▸ **EXERCISE TASK**:
Return each line of the entries below that contains the string "blue", copied in full. Matching is case-sensitive.

'''

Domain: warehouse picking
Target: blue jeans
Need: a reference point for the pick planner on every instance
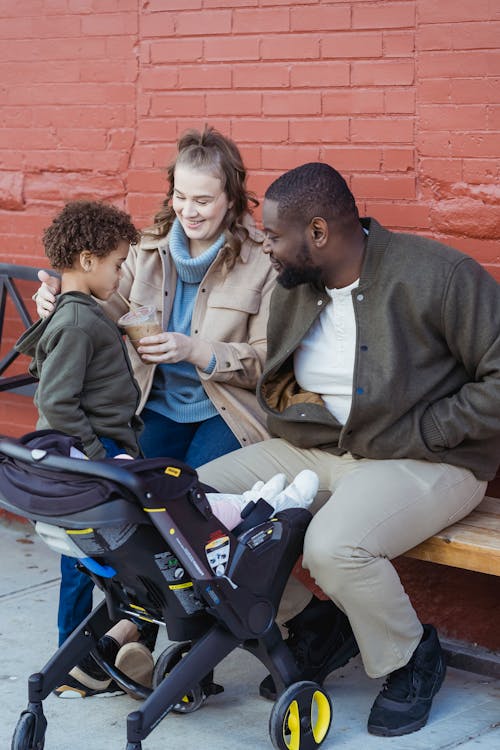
(75, 590)
(195, 443)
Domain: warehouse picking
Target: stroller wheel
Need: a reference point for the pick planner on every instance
(167, 660)
(24, 734)
(301, 717)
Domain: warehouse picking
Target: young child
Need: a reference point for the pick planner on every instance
(120, 644)
(86, 387)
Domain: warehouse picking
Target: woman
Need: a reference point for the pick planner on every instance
(201, 264)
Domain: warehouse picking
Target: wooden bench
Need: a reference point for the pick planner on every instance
(472, 543)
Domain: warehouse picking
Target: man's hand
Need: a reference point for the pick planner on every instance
(45, 297)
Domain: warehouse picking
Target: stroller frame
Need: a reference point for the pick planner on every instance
(232, 616)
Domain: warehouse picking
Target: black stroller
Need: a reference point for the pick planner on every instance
(147, 536)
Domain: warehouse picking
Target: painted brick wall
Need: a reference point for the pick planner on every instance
(401, 96)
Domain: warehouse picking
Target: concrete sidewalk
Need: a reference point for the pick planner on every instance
(465, 714)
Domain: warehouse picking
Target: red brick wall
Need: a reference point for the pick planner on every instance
(401, 97)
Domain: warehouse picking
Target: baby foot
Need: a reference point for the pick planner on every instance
(299, 494)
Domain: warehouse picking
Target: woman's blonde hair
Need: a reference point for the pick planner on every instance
(210, 151)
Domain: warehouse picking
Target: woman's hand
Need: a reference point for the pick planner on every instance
(170, 347)
(45, 297)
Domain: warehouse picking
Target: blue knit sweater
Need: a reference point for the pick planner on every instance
(177, 392)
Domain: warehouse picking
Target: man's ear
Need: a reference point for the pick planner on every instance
(318, 228)
(86, 260)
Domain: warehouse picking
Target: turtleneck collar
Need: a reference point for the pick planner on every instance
(191, 270)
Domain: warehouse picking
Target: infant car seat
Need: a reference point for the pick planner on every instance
(145, 533)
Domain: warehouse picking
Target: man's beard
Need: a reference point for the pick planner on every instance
(294, 275)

'''

▸ **COMPLETE ANSWER**:
Target: blue jeans
Target: blue knit sweater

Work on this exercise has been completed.